**Exercise:**
Repeat, word for word, all the data that follows, and exclude the pictures.

***

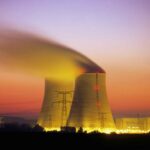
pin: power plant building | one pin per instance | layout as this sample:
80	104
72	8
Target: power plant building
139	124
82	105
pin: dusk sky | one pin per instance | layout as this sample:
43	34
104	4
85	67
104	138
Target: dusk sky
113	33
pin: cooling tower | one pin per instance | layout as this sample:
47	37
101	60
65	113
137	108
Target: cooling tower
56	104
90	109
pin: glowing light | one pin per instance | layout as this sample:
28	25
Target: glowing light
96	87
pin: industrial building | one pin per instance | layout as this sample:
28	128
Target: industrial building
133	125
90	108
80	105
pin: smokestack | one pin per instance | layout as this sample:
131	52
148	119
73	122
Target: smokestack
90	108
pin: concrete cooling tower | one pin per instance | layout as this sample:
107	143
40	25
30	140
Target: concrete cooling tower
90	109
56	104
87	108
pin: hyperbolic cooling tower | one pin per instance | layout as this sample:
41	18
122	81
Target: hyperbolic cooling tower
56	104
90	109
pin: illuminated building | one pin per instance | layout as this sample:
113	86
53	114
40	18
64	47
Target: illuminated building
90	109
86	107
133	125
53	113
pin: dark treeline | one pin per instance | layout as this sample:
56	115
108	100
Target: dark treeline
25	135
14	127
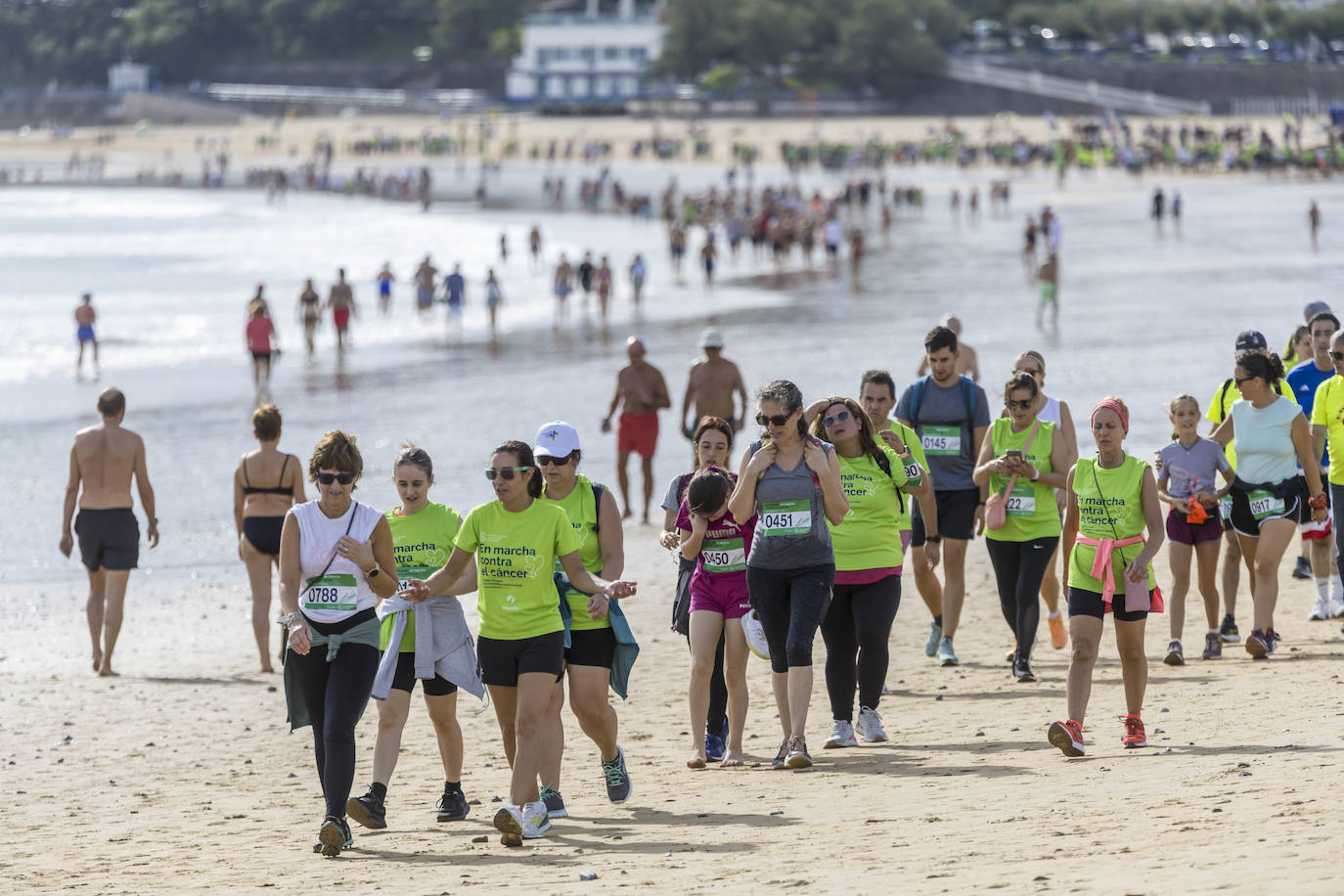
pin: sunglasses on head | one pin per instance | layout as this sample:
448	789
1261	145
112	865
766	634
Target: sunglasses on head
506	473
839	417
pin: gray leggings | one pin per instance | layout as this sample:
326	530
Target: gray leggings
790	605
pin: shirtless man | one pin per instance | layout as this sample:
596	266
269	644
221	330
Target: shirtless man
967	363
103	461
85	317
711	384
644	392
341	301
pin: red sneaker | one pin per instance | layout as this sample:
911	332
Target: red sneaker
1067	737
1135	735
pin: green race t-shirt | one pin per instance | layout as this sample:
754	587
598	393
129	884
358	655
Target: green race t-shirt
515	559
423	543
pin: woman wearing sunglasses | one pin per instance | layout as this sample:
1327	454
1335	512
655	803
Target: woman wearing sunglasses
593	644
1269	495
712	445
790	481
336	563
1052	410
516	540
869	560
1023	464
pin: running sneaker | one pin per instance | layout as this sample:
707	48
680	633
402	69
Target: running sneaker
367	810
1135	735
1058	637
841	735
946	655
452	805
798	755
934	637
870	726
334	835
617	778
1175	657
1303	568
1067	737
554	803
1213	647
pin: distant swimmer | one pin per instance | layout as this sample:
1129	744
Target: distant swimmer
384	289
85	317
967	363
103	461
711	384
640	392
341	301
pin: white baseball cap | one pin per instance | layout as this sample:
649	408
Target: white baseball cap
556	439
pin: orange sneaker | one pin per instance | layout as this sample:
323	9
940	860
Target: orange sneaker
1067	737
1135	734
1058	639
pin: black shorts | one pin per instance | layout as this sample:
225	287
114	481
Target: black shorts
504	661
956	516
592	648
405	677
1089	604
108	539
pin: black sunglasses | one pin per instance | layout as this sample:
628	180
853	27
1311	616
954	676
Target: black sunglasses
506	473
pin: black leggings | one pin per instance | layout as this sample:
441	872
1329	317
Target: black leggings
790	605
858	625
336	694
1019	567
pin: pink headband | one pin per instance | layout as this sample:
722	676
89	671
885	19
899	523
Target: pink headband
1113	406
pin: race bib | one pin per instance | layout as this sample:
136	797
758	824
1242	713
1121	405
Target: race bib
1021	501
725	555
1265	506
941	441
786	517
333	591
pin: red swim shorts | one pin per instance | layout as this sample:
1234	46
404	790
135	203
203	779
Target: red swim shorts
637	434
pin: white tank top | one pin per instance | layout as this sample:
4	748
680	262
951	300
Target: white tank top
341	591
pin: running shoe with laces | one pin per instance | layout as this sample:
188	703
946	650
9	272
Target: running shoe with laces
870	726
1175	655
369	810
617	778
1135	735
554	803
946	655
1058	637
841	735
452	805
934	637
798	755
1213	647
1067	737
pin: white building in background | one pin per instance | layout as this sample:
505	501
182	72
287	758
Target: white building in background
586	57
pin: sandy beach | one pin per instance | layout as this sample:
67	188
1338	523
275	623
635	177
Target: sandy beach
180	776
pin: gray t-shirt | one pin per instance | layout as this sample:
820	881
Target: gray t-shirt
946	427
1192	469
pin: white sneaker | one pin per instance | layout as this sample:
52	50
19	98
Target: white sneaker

***

**Output below:**
pin: power plant building | one pin per instance | layout as this sample:
80	104
72	8
Target: power plant building
139	124
82	105
pin: dusk sky | one pin per instance | layout as this sample:
43	34
104	4
85	67
104	138
Target: dusk sky
113	33
pin: cooling tower | one pin per instance | layout as this sample:
47	37
101	60
65	113
137	108
Target: cooling tower
56	104
90	109
pin: glowing light | one pin per instance | layout as this sample:
28	25
Target: glowing light
96	87
pin: industrial building | one pin per instance | layout as this sample:
28	128
Target: industrial building
133	125
90	108
80	105
pin: smokestack | one pin per instance | layout as this sample:
131	52
148	119
73	122
Target: smokestack
90	108
pin: concrete cooling tower | one pin per instance | layout as this sample:
107	143
40	25
30	140
Target: concrete cooling tower
90	109
56	104
87	108
pin: hyperbolic cooling tower | one pin per instance | layout as this sample:
41	18
122	81
Target: hyperbolic cooling tower
56	104
90	109
pin: illuminated building | one pin per instance | layout as this sample:
113	86
53	114
40	18
64	47
Target: illuminated building
90	109
86	107
133	125
53	113
pin: dark treeline | one pin per instance | layout as this sample:
56	115
108	100
Target: dark treeline
25	135
14	127
pin: sunglasses on head | one pin per instance | layout as this sample:
448	789
1261	145
112	865
766	634
Target: sunglasses on head
506	473
839	417
pin: gray leggings | one pin per instance | layout as this sample:
326	530
Target: gray leggings
790	605
pin: shirtless man | one pin per instance | layout as this sample:
596	266
269	644
221	330
Target: shirtless man
967	363
103	461
85	317
711	384
644	392
341	301
pin: red sneaker | one pin per instance | layout as this sample:
911	332
Target: red sneaker
1067	737
1135	735
pin: green race t-shirt | one pin per instance | layout as this sample:
754	587
598	393
129	884
358	655
Target: green race t-shirt
515	559
423	543
pin: woman wearing sunglasses | one pin per instance | layout as this sample:
1327	454
1335	512
655	803
Target: woman wearing sunglasses
593	644
1269	495
712	445
790	481
336	563
1052	410
516	540
869	560
1023	464
pin: running sneaker | one pin per instance | layout as this sample:
707	48
680	633
402	69
Target: running sneaker
367	810
1135	735
1058	637
841	735
946	655
452	805
798	755
934	637
870	726
334	835
617	778
1175	657
1303	568
1067	737
554	803
1213	647
pin: distant swimmer | one pin per instance | layout as this sample:
1129	744
Target: distant swimmer
384	289
85	317
967	363
103	461
711	384
640	392
341	301
pin: white baseball cap | one pin per instance | layout as this sample:
649	408
Target: white baseball cap
556	439
pin: orange sneaker | one pin per instance | layout as this sample:
323	9
940	860
Target: orange sneaker
1067	737
1135	734
1058	639
pin: black shorts | one pin per instance | layout as this sample:
225	287
114	481
Target: black shorts
504	661
956	516
592	648
405	677
1089	604
108	539
pin: black sunglasses | one pin per instance | layout as this sample:
628	180
853	27
1311	616
954	676
Target: black sunglasses
506	473
pin: black leggings | one pin per instance | layout as this sample:
441	872
1329	317
Target: black leggings
790	605
858	625
336	694
1019	567
pin: pink headband | one pin per instance | layout as this sample:
722	676
89	671
885	19
899	523
Target: pink headband
1113	406
pin: race bib | one pin per instance | layout as this sample:
136	797
758	824
1242	713
1121	405
Target: race bib
1021	501
725	555
1265	506
941	441
786	517
333	591
pin: red swim shorts | one pin per instance | layout as this sample:
1234	46
404	790
135	203
203	779
Target: red swim shorts
637	434
pin: white tank top | one pin per instance | layout as this sample:
4	748
680	262
951	300
Target: white tank top
341	591
pin: running shoe with laces | one pin per instance | layout as this sample:
188	703
946	650
9	272
Target: running shoe with laces
870	726
1175	655
369	810
617	778
1135	735
554	803
946	655
1058	637
841	735
452	805
934	637
798	755
1213	647
1067	737
pin: white building in background | one pin per instance | layout as this sample:
505	501
182	72
287	758
Target: white building in background
586	57
pin: sandy beach | one pin per instance | layout as this sample:
67	188
1338	523
275	623
635	177
Target: sandy beach
180	776
pin: gray t-shirt | one pin per instance | layout as this sample:
820	881
Target: gray t-shirt
946	427
1192	469
pin: white sneaker | one pin per instance | layout as this sample:
52	50
19	98
Target: white sneaker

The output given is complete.